Your goal: What is needed is a word-for-word restatement of all the entries.

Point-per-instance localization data
* * *
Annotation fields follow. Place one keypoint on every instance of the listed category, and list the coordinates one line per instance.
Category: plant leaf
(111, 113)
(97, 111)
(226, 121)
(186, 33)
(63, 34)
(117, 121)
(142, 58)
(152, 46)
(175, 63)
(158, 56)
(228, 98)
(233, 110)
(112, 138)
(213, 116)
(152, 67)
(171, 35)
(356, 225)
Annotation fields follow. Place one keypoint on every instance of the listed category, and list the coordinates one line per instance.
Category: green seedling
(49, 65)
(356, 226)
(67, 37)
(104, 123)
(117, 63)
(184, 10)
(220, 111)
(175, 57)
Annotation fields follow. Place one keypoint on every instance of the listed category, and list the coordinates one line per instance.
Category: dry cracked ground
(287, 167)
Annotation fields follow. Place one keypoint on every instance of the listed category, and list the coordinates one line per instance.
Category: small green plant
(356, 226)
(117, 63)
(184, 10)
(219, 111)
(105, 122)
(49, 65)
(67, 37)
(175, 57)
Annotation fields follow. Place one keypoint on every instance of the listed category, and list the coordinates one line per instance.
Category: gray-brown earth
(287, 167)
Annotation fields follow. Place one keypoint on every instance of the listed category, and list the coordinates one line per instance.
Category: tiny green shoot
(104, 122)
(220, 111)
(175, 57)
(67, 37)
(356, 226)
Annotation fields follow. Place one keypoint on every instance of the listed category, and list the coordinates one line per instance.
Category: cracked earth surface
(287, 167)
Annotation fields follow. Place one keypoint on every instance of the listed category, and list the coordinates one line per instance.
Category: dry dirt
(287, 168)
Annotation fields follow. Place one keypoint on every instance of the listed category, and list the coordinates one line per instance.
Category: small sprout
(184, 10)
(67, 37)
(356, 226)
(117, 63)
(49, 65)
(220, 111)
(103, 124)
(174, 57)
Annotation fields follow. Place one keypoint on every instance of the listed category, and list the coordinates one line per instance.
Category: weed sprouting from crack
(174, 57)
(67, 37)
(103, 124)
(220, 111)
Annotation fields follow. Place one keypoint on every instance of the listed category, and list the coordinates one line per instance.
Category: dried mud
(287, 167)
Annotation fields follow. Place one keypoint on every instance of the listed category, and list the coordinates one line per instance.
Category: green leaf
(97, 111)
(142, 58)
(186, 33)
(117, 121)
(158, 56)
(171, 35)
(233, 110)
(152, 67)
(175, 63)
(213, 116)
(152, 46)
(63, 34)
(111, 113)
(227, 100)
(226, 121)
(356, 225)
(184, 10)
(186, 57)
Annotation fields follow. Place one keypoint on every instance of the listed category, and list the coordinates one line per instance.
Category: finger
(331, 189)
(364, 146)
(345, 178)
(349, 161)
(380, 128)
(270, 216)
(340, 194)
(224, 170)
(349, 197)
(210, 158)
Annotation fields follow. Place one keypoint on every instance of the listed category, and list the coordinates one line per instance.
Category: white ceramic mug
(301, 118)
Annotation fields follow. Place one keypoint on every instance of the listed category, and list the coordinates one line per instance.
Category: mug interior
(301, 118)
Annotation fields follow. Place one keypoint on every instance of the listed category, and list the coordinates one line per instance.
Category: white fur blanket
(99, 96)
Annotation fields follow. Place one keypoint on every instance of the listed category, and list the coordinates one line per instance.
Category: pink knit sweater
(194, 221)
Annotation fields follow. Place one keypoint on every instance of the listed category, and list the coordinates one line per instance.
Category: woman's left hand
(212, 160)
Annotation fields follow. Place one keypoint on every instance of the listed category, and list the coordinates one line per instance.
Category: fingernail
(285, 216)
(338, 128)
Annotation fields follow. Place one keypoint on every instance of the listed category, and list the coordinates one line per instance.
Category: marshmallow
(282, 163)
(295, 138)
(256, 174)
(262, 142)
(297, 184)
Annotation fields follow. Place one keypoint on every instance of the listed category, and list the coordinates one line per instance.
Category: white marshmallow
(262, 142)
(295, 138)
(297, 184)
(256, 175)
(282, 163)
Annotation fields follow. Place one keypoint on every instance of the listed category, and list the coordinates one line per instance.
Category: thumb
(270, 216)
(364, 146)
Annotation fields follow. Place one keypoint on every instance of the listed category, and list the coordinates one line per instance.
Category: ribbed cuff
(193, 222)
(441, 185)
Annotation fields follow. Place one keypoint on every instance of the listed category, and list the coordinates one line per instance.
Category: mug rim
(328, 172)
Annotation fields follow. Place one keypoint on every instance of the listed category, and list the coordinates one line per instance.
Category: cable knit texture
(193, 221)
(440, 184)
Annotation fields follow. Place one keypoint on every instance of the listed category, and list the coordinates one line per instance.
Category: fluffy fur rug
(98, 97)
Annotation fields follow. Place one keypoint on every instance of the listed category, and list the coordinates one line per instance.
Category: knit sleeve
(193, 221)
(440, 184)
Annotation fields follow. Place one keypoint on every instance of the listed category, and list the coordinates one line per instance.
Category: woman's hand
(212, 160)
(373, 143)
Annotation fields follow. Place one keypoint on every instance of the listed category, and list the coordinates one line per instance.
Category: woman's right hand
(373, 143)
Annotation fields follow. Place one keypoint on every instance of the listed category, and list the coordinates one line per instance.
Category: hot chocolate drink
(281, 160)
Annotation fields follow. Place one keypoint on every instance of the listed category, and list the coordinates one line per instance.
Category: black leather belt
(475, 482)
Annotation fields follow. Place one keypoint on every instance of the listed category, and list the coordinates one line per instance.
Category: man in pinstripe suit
* * *
Output of the exercise:
Annotation fields follow. Place one keypoint on every instance of the listed category, and list the coordinates one line per instance.
Category: plant leaf
(111, 113)
(97, 111)
(226, 121)
(186, 33)
(63, 34)
(117, 121)
(142, 58)
(152, 46)
(175, 63)
(158, 56)
(228, 98)
(233, 110)
(112, 138)
(213, 116)
(152, 67)
(171, 35)
(356, 225)
Annotation fields follow. Place one keypoint on every instance of the listed category, and list the coordinates one line per instance.
Category: green seedling
(49, 65)
(356, 226)
(67, 37)
(104, 123)
(117, 63)
(184, 10)
(220, 111)
(175, 57)
Annotation fields follow. Place one keypoint on every instance of the listed category, and list the coordinates one line per instance.
Category: dry cracked ground
(287, 167)
Annotation fields follow. Place one keypoint on every instance of the listed category, and list the coordinates one line per instance.
Category: small green plant
(356, 226)
(117, 63)
(184, 10)
(219, 111)
(105, 122)
(49, 65)
(67, 37)
(175, 57)
Annotation fields follow. Place one keypoint on every instance of the listed category, and list the coordinates one line per instance.
Category: gray-brown earth
(287, 167)
Annotation fields follow. Place one keypoint on every instance of the listed category, and list the coordinates one line per instance.
Category: tiny green shoot
(104, 122)
(220, 111)
(175, 57)
(67, 37)
(356, 226)
Annotation fields follow. Place one keypoint on every instance of the listed category, and list the coordinates one line per instance.
Category: cracked earth surface
(287, 167)
Annotation fields follow. Place one keypoint on every instance of the listed category, and list the coordinates one line per instance.
Category: dry dirt
(287, 168)
Annotation fields follow. Place one keypoint on every instance of the listed category, and list the coordinates one line per instance.
Category: small sprout
(184, 10)
(67, 37)
(356, 226)
(117, 63)
(49, 65)
(220, 111)
(103, 124)
(174, 57)
Annotation fields follow. Place one keypoint on every instance of the listed category, and list the coordinates one line per instance.
Category: weed sprouting from crack
(174, 57)
(67, 37)
(103, 124)
(220, 111)
Annotation fields follow. Place one keypoint on every instance of the listed category, and list the coordinates one line per instance.
Category: dried mud
(287, 167)
Annotation fields follow. Place one keypoint on every instance of the listed category, and list the coordinates one line per instance.
Category: green leaf
(97, 111)
(142, 58)
(186, 33)
(117, 121)
(158, 56)
(171, 35)
(233, 110)
(152, 67)
(175, 63)
(213, 116)
(152, 46)
(63, 34)
(111, 113)
(227, 100)
(226, 121)
(356, 225)
(184, 10)
(186, 57)
Annotation fields follow. Place one keypoint on every instance of the listed category, and list the coordinates one line per instance.
Category: finger
(331, 189)
(364, 146)
(345, 178)
(349, 161)
(380, 128)
(270, 216)
(340, 194)
(224, 170)
(349, 197)
(210, 158)
Annotation fields follow. Place one keypoint on every instance of the listed category, and list the coordinates one line per instance.
Category: white ceramic mug
(301, 118)
Annotation fields follow. Place one keypoint on every instance of the listed category, and list the coordinates one line per instance.
Category: mug interior
(301, 118)
Annotation fields follow. Place one keypoint on every instance of the listed category, and list the coordinates one line per instance.
Category: white fur blanket
(99, 96)
Annotation fields follow. Place one keypoint on every instance of the listed category, and list the coordinates one line per instance.
Category: pink knit sweater
(194, 221)
Annotation fields follow. Place one keypoint on every instance of the listed category, and list the coordinates one line per instance.
Category: woman's left hand
(212, 160)
Annotation fields follow. Place one keypoint on every instance of the listed category, and list the coordinates one line per instance.
Category: fingernail
(285, 216)
(338, 128)
Annotation fields follow. Place one keypoint on every instance of the listed category, and list the coordinates one line per instance.
Category: marshmallow
(282, 163)
(295, 138)
(256, 174)
(262, 142)
(297, 184)
Annotation fields follow. Place one keypoint on every instance of the listed category, and list the coordinates one line per instance.
Category: white marshmallow
(262, 142)
(295, 138)
(297, 184)
(256, 175)
(282, 163)
Annotation fields follow. Place one keypoint on every instance of the listed category, and list the coordinates one line per instance.
Category: thumb
(270, 216)
(364, 146)
Annotation fields follow. Place one keypoint on every instance of the listed category, and list the coordinates one line per instance.
Category: ribbed cuff
(193, 222)
(441, 185)
Annotation fields follow. Place one keypoint on every instance of the listed category, and list the coordinates one line per instance.
Category: mug rim
(328, 172)
Annotation fields follow. Place one keypoint on every instance of the listed category, and list the coordinates one line per instance.
Category: cable knit texture
(193, 221)
(440, 184)
Annotation fields follow. Place one keypoint on every instance of the listed category, and list the coordinates one line per instance.
Category: fluffy fur rug
(98, 97)
Annotation fields follow. Place one keypoint on every instance of the listed category, and list the coordinates one line per instance.
Category: knit sleeve
(193, 221)
(440, 184)
Annotation fields follow. Place one keypoint on every instance of the listed category, and list the coordinates one line per instance.
Category: woman's hand
(212, 160)
(373, 143)
Annotation fields follow. Place one keypoint on every instance of the listed category, and list the coordinates one line per instance.
Category: woman's right hand
(373, 143)
Annotation fields follow. Place one keypoint on every instance of the listed category, and list the coordinates one line per instance.
Category: hot chocolate drink
(281, 160)
Annotation fields follow. Place one keypoint on every instance of the listed category, and list the coordinates one line per instance.
Category: black leather belt
(475, 482)
Annotation fields follow. Place one keypoint on every instance of the listed category, and list the coordinates one line per instance.
Category: man in pinstripe suit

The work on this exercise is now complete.